[BEGIN Document passage]
Southern Air Charter is an airline and air charter company, operating in the Bahamas. They mainly fly air charters, but the airline does offer some scheduled inter-island services between destinations in the Bahamas.

Fleet 
 Beechcraft 1900D - 2 19 passenger capacity
 Beechcraft 1900C

The Beechcraft 1900C is the current flagship of Southern Air Charter.

Services 

In addition to charter services, Southern Air Charter flies scheduled flights between Nassau, Bahamas and the following destinations:
Stella Maris Long Island, Bahamas
Deadman's Cay, Long Island; Bahamas
North Eleuthera, Eleuthera, Bahamas. 
Governor's Harbor, Eleuthera, Bahamas.
Arthur's Town, Cat Island; Bahamas

Charter services to the following international destinations are also flown:
Cuba (Ciego de Avila, Havana, Varadero)
Haiti (Cap-Haïtien, Port-au-Prince)
Dominican Republic (La Romana, Puerto Plata)
Turks & Caicos (Grand Turk, Providenciales, North Caicos & South Caicos)
[END Document passage]
Goal 1 -
Render every line of the records below as a JSON list of strings, one string per line, leaving out blank lines.
Goal 2 -
Extend the Southern Air Charter article with the next part, starting after its final line.
[BEGIN Dataset extract]
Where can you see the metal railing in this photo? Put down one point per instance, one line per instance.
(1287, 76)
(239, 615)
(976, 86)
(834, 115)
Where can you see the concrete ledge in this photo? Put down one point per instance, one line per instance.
[END Dataset extract]
Result 1 -
[
  "Where can you see the metal railing in this photo? Put down one point per instance, one line per instance.",
  "(1287, 76)",
  "(239, 615)",
  "(976, 86)",
  "(834, 115)",
  "Where can you see the concrete ledge in this photo? Put down one point per instance, one line per instance."
]

Result 2 -
Livery 

White fuselage overall and the company logo on the tail.

In 2013 Southern Air rolled out a new White livery with a gold dove on its tail, on the 2 Beech 1900C aircraft.

Accidents 

On October 22, 2004 a Southern Air Charter Beechcraft 1900C ran out of fuel and crash-landed in the water off South Beach, New Providence on its way to Nassau. No one was hurt.

On September 30, 2016, a Southern Air Charter Beechcraft 1900C N376SA crashed at Deadman's Cay Airport. The aircraft attempted a landing with gear up.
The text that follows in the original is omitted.